__Your goal__.
Count the lines in the entries below that contain the string "post". Reply with the number alone.

__Dataset records__.

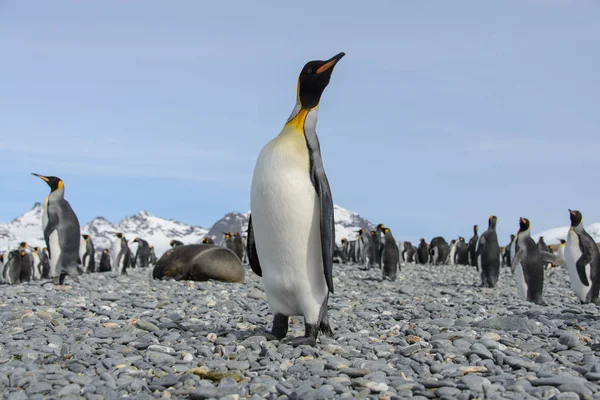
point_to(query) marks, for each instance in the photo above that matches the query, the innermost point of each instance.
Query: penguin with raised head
(37, 267)
(582, 260)
(409, 252)
(375, 257)
(473, 247)
(422, 252)
(208, 240)
(488, 255)
(560, 249)
(439, 250)
(291, 230)
(87, 254)
(363, 249)
(390, 257)
(527, 265)
(507, 254)
(152, 256)
(105, 262)
(120, 254)
(142, 254)
(45, 263)
(462, 252)
(238, 245)
(61, 231)
(452, 254)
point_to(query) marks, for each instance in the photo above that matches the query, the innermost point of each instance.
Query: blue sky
(441, 113)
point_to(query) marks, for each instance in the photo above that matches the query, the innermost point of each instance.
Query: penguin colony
(290, 240)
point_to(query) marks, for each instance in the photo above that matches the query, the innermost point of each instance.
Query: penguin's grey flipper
(516, 260)
(251, 250)
(321, 185)
(50, 227)
(585, 259)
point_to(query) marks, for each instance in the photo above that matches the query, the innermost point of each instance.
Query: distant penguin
(17, 268)
(462, 252)
(375, 254)
(45, 263)
(422, 252)
(61, 231)
(175, 243)
(363, 249)
(508, 255)
(390, 257)
(488, 255)
(408, 254)
(439, 250)
(152, 256)
(381, 239)
(105, 262)
(582, 260)
(527, 265)
(238, 245)
(451, 256)
(473, 248)
(120, 254)
(208, 240)
(37, 268)
(292, 215)
(560, 249)
(87, 254)
(142, 254)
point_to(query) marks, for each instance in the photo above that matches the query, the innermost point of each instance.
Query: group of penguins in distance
(291, 234)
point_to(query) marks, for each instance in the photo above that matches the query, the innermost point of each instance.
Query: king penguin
(527, 265)
(473, 248)
(291, 230)
(87, 254)
(61, 230)
(488, 255)
(583, 260)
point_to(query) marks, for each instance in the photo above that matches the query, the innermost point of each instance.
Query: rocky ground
(431, 334)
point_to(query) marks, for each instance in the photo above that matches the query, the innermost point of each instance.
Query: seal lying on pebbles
(200, 262)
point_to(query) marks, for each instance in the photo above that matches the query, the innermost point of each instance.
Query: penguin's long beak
(42, 177)
(330, 63)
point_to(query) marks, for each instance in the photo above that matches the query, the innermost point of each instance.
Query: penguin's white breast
(286, 222)
(572, 254)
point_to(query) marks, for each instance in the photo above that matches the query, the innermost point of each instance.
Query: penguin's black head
(52, 181)
(523, 224)
(313, 80)
(576, 217)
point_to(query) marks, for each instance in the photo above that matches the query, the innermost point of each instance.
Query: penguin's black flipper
(50, 227)
(585, 259)
(327, 223)
(251, 250)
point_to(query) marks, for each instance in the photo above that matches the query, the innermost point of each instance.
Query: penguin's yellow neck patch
(297, 122)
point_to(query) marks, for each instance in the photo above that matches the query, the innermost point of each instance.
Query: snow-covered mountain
(553, 235)
(157, 231)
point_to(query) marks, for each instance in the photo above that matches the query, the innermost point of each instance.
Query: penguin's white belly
(521, 282)
(54, 246)
(286, 222)
(572, 254)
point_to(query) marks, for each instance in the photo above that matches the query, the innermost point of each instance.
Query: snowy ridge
(156, 230)
(553, 235)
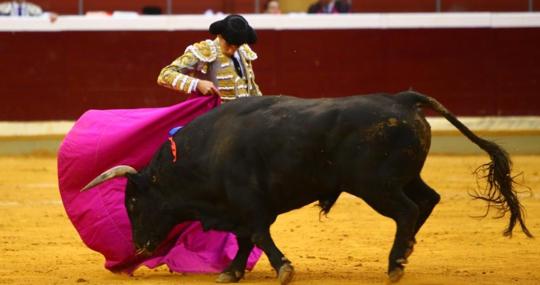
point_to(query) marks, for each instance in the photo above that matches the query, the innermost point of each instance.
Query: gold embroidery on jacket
(181, 74)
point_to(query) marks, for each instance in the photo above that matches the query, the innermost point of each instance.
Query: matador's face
(226, 48)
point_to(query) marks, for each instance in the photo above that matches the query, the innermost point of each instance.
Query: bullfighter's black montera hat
(235, 30)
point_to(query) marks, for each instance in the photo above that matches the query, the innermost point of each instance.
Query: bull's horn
(120, 170)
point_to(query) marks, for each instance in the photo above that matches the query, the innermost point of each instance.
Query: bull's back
(305, 149)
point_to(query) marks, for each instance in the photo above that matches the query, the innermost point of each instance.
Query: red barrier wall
(473, 71)
(248, 6)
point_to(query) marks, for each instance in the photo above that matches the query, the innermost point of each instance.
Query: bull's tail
(500, 192)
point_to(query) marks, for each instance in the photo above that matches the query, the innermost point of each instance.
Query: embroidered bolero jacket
(204, 60)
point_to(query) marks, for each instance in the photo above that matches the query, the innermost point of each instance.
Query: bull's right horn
(120, 170)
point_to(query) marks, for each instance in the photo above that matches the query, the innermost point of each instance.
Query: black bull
(244, 163)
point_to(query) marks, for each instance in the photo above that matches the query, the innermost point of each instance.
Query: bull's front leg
(236, 269)
(278, 261)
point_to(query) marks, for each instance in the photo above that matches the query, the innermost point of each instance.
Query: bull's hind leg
(236, 269)
(426, 199)
(278, 261)
(393, 203)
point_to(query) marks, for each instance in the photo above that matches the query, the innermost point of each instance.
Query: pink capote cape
(101, 139)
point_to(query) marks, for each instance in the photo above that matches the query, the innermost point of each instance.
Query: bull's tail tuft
(499, 193)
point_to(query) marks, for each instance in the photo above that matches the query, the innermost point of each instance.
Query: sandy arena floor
(38, 244)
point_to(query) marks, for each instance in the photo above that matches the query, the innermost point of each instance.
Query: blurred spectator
(22, 8)
(329, 7)
(272, 7)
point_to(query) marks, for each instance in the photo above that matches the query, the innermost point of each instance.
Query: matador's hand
(207, 88)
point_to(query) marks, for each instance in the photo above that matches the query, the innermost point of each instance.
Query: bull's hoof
(286, 273)
(395, 275)
(410, 249)
(229, 277)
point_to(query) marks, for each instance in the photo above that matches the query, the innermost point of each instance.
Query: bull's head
(148, 211)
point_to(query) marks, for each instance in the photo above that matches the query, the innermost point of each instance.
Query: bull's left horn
(116, 171)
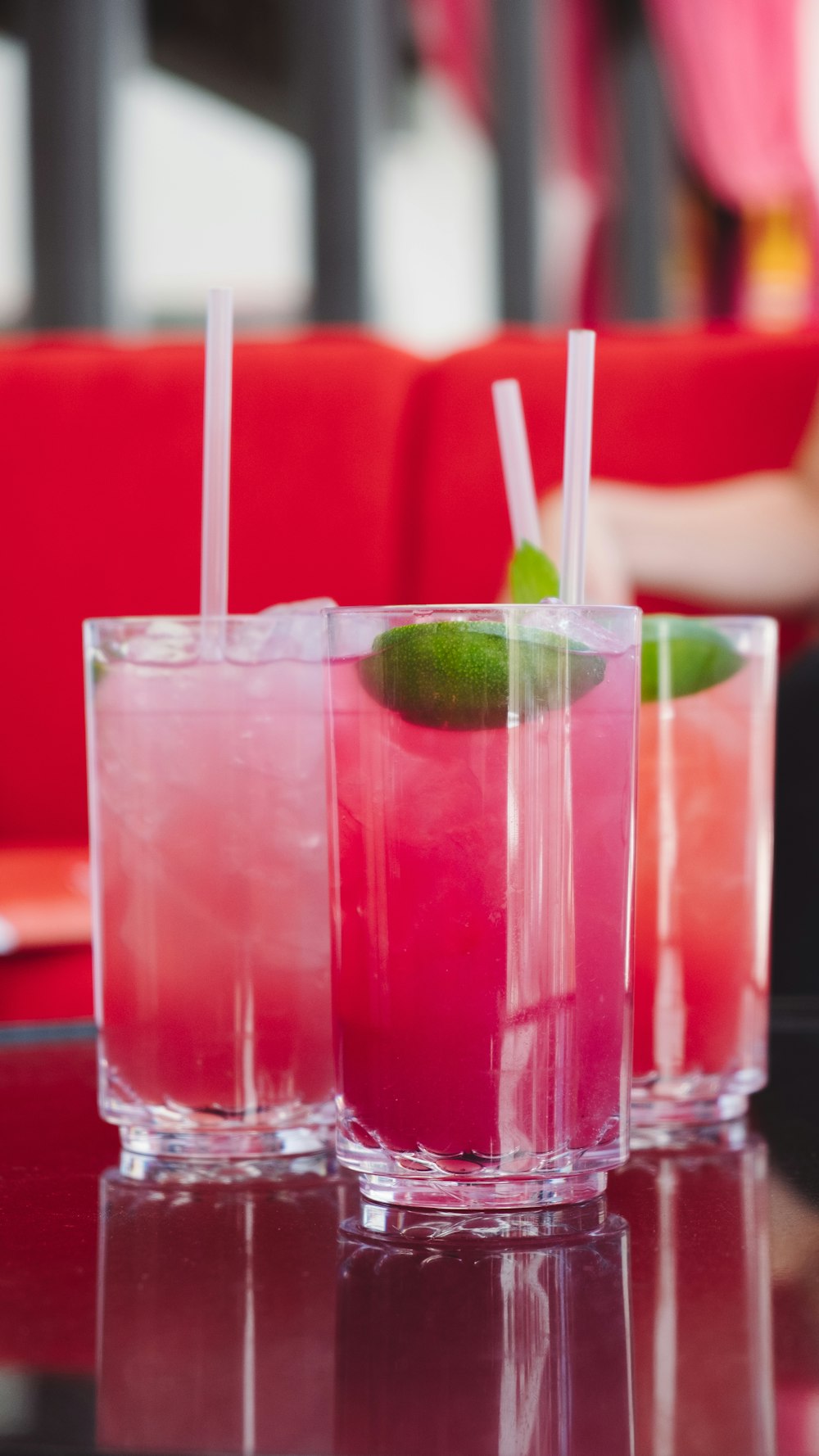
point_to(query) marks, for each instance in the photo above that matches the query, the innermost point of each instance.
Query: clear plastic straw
(216, 453)
(576, 463)
(516, 462)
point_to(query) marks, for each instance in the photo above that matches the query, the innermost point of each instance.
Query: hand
(608, 580)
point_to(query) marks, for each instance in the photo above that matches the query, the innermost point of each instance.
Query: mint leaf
(532, 576)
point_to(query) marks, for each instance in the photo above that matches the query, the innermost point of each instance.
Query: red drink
(480, 948)
(704, 808)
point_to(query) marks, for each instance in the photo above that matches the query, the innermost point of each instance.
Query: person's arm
(753, 540)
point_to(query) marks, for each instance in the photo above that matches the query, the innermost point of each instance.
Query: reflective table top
(159, 1314)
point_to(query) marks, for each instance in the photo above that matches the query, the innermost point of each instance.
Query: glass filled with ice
(704, 853)
(210, 883)
(482, 887)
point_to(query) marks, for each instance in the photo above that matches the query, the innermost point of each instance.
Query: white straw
(516, 463)
(216, 453)
(576, 463)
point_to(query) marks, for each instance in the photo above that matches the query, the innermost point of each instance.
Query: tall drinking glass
(482, 812)
(704, 843)
(210, 883)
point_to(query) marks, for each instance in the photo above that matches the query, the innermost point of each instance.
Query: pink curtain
(455, 37)
(733, 88)
(452, 37)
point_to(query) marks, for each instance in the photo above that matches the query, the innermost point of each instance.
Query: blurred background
(424, 166)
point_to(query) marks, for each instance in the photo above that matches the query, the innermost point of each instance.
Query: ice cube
(295, 629)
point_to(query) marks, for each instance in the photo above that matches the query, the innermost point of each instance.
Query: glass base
(411, 1226)
(235, 1145)
(660, 1120)
(482, 1193)
(159, 1173)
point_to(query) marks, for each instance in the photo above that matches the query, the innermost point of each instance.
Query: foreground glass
(482, 814)
(210, 883)
(704, 845)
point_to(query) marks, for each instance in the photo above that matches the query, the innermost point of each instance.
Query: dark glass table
(161, 1314)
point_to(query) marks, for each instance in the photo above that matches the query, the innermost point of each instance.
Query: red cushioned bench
(359, 472)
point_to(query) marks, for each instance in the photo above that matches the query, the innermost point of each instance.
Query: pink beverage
(482, 1349)
(209, 848)
(482, 909)
(704, 830)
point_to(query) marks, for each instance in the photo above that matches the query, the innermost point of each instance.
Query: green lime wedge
(682, 655)
(455, 675)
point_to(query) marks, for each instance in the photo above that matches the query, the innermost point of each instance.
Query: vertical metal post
(646, 188)
(75, 52)
(343, 56)
(518, 65)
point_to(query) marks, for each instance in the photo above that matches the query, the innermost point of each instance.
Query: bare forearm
(753, 540)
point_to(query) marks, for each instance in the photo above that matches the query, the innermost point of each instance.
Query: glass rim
(553, 604)
(194, 619)
(726, 619)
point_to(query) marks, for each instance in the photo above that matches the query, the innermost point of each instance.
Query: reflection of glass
(210, 883)
(482, 849)
(482, 1349)
(218, 1314)
(701, 1296)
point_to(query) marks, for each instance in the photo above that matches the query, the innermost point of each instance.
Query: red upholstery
(359, 472)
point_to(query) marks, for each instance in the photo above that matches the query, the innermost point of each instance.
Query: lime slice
(455, 675)
(695, 657)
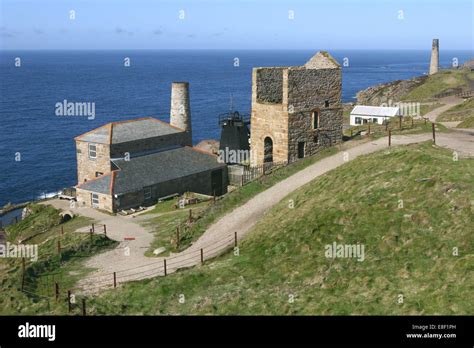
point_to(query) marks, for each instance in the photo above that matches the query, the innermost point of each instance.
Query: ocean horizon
(45, 142)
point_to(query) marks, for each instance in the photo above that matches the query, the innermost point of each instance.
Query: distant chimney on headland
(434, 57)
(180, 113)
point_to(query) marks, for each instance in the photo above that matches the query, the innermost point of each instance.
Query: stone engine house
(295, 110)
(132, 163)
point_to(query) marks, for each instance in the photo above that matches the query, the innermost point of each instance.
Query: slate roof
(385, 111)
(124, 131)
(152, 169)
(99, 185)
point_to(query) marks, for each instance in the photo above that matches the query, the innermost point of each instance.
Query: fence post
(56, 289)
(23, 266)
(177, 237)
(69, 304)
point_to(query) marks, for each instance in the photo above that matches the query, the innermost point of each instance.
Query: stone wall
(310, 88)
(314, 90)
(269, 120)
(269, 85)
(290, 122)
(87, 167)
(156, 143)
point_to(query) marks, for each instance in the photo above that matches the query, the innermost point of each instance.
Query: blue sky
(237, 24)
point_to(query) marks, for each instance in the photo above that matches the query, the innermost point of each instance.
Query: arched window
(268, 150)
(315, 119)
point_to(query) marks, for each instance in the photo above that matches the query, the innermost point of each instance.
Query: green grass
(50, 267)
(436, 84)
(408, 250)
(378, 131)
(459, 112)
(467, 123)
(425, 108)
(164, 226)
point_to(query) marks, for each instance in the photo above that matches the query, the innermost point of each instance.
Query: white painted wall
(380, 119)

__Written solution__.
2